• **EXPLORE THE MATERIAL**:
A. Could you reproduce the passage from the Narayanan Chandrakumar biography that begins at the words "Indian chemical physicist and professor" and stops after "to chemical sciences."?
B. Answer these questions about the Narayanan Chandrakumar biography, labeling each answer (i), (ii), (iii):
(i) Who was his doctoral advisor?
(ii) In what year did he receive the CRSI Silver Medal?
(iii) At which institute is he a professor of chemistry?
____ EXCERPT PROVIDED
- Born: 25 November 1951 (age 74) Tamil Nadu, India
- Education: Loyola College, Chennai; IIT Madras; IIT Kanpur; Central Leather Research Institute;
- Known for: Studies on rotating frame coherence transfer and Nuclear magnetic resonance
- Awards: 1985 Bruker Young Scientist Award; 1987 CSIR Young Scientist Award; 1996 Shanti Swarup Bhatnagar Prize; 1996 CSIR New Idea Fund Award; 2000 ISCA Millennium Medal; 2008 CRSI Silver Medal;
- Scientific career
- Fields: Chemical physics; Nuclear magnetic resonance;
- Workplaces: IIT Madras; JEOL; National Institutes of Health; University of Siegen; University of Göttingen; University of Ulm; INSERM, Grenoble;
- Doctoral advisor: P. T. Narasimhan;

= Narayanan Chandrakumar =

Indian chemical physicist and professor

Narayanan Chandrakumar (born 25 November 1951) is an Indian chemical physicist and a professor of chemistry at the Indian Institute of Technology, Madras. He was the founder of the first Nuclear magnetic resonance (NMR) laboratory in India and is known for developing a new technique for NMR imaging and diffusion measurement. He is an elected fellow of the Indian National Science Academy and the Indian Academy of Sciences. The Council of Scientific and Industrial Research, the apex agency of the Government of India for scientific research, awarded him the Shanti Swarup Bhatnagar Prize for Science and Technology, one of the highest Indian science awards, in 1996, for his contributions to chemical sciences.
________
____ AVAILABLE DATA
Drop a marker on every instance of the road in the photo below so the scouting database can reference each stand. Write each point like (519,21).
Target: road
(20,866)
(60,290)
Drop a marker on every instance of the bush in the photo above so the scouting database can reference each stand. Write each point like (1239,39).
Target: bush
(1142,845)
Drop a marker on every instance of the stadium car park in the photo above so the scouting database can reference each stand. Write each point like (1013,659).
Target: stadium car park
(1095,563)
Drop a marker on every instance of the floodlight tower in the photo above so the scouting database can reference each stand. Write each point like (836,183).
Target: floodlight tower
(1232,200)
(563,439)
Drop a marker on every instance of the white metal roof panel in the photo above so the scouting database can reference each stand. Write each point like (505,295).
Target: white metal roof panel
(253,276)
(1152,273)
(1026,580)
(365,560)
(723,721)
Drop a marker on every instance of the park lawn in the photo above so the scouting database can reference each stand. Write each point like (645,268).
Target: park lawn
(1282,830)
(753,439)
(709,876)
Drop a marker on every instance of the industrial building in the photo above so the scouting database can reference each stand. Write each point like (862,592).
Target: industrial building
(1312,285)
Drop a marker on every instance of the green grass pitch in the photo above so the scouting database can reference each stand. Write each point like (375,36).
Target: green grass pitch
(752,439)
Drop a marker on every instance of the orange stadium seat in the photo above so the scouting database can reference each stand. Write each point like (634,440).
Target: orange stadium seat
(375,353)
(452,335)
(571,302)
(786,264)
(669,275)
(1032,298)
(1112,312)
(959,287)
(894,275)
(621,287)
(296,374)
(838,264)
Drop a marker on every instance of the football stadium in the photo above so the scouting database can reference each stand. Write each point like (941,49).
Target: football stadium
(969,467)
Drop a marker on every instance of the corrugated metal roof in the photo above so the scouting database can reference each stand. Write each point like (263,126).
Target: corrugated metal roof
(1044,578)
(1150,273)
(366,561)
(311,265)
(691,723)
________
• **ANSWERS BELOW**:
A.
Indian chemical physicist and professor

Narayanan Chandrakumar (born 25 November 1951) is an Indian chemical physicist and a professor of chemistry at the Indian Institute of Technology, Madras. He was the founder of the first Nuclear magnetic resonance (NMR) laboratory in India and is known for developing a new technique for NMR imaging and diffusion measurement. He is an elected fellow of the Indian National Science Academy and the Indian Academy of Sciences. The Council of Scientific and Industrial Research, the apex agency of the Government of India for scientific research, awarded him the Shanti Swarup Bhatnagar Prize for Science and Technology, one of the highest Indian science awards, in 1996, for his contributions to chemical sciences.

B.
(i) P. T. Narasimhan
(ii) 2008
(iii) The Indian Institute of Technology, Madras